[Closed] Particles inheriting visibility from emitter
Hello,
i’m working on a small script here and I’m stuck. I would appreciate some pointers to figure this out.
I’m generating particles with a PF Source. They are generated at an emitter object called myEmitter. This object’s visibility is animated (it appears and disappears). I want the generated particles to inherit the emitter’s visibility at the time they were generated.
Or plain human language: I’m using the particle system to create a long-exposure effect of a car’s headlamps (like this) and I want to animate the turn signals on the car as well.
This is what I got:
on Proceed pCont do
(
count = pCont.NumParticles()
the_source = $myEmitter
for i in 1 to count do
(
pCont.particleIndex = i
if pCont.particleAge == 0 do
(
pCont.visibility = bezier_float()
pCont.visibility.controller.value = the_source.visibility.controller.value
)--end if age
)--end i loop
)--end on
But it doesn’t seem to work. I’m guessing that there is no such thing as pCont.visibility. Is there anything I can do? The only other solution I can think of is to animate the particle’s material, link a particle’s age to that material animation and use particle age to control the particle’s transparency. But it seems quite convoluted and I don’t want to start messing around with it until I’m sure there is no other possibility. I would appreciate any input.
You could go that route or use something like Ghost Trails (commercial) or Trail (freeware), which will do trails for you.
-Eric
Cool! These will come in handy when I make the next scenes. Thanks!
However, I don’t want to redo this scene so I solved it using an animated texture tied to particle age. Still, this seems QUITE cumbersome to me. I also would like to know for the future: is there REALLY no other way to control the transparency of a particle?! 🙁
The only way I know is through materials, it is like a sub object of a mesh/poly object. You can only control its transparency through materials/maps. In reality particles are a subobject of the system that created them. There is no visibility parameter per particle. The only other option I can think of would be through scaling by age.

> Records shown:

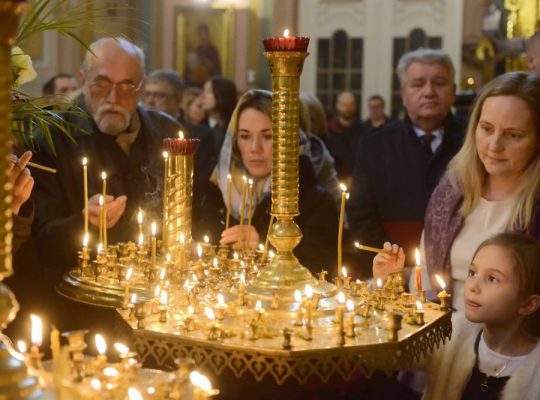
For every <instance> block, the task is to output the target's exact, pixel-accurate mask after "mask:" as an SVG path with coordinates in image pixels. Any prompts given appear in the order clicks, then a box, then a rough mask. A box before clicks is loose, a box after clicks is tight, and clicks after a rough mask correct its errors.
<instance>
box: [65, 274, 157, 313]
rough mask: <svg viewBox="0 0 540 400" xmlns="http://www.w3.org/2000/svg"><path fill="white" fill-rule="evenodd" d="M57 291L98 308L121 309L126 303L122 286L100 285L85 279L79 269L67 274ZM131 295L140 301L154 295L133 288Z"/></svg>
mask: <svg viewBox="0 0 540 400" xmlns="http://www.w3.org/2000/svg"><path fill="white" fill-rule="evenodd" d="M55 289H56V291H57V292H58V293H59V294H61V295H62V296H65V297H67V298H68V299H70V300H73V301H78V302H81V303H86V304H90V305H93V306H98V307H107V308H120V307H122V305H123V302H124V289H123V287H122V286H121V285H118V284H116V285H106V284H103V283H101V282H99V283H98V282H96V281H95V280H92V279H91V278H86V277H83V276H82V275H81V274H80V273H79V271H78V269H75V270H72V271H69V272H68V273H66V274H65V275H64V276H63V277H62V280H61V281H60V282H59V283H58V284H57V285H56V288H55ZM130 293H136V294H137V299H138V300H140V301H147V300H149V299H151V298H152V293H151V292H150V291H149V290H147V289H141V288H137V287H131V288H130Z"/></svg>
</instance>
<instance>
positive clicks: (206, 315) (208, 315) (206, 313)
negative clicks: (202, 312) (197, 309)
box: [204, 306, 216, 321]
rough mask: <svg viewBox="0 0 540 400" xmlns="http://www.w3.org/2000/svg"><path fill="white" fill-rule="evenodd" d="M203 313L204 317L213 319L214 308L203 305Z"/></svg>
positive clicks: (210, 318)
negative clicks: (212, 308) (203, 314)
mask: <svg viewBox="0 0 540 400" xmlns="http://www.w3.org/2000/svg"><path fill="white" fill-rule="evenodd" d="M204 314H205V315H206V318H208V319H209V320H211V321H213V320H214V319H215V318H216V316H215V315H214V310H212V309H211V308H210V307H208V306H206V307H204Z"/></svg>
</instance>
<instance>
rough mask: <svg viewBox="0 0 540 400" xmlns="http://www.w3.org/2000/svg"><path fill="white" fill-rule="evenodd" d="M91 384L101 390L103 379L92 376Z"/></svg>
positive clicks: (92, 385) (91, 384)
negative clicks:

> Assignment:
Carry on the forum thread on particle visibility from the point where it stops. The items have nothing to do with the forum thread on particle visibility.

> Task answer:
-Eric
Wow, that’s surprisingy inflexible. But thanks for clearing that up.
By the way, I realized that I misunderstood fundamentally how partcile scripts work. The example above is awfully wrong. Here is a working one. It is also a simpler solution. Instead of a script operator this is just a birth script. It simply stops emitting particles when a specific object is invisible. I may not have transparency but since I animate a turn signal, it’s all I really need.
on ChannelsUsed pCont do
(
pCont.useTime = true
pCont.useAge = true
)
on Init pCont do
(
)
on Proceed pCont do
(
t1 = pCont.getTimeStart() as float
t2 = pCont.getTimeEnd() as float
if (t1 < -50*(4800/25)) then (t1 = -50*(4800/25))
if (t2 < 100*(4800/25)) do -- 100 frames
(
for i in (t1/8+1) to (t2/8) do
(
curTime = 8*i as float
curFrame = curTime/(4800/25)
at time curFrame
(
myVis = $myEmitter.visibility.controller.value
)
if myVis != 0 do (
pCont.AddParticle()
pCont.particleIndex = pCont.NumParticles() -- last particle that was added
pCont.particleTime = curTime/(4800/25)
pCont.particleAge = 0
)
)
)
)
on Release pCont do
(
)
Note that I use 25FPS. Emitting starts at -50 and ends at 100.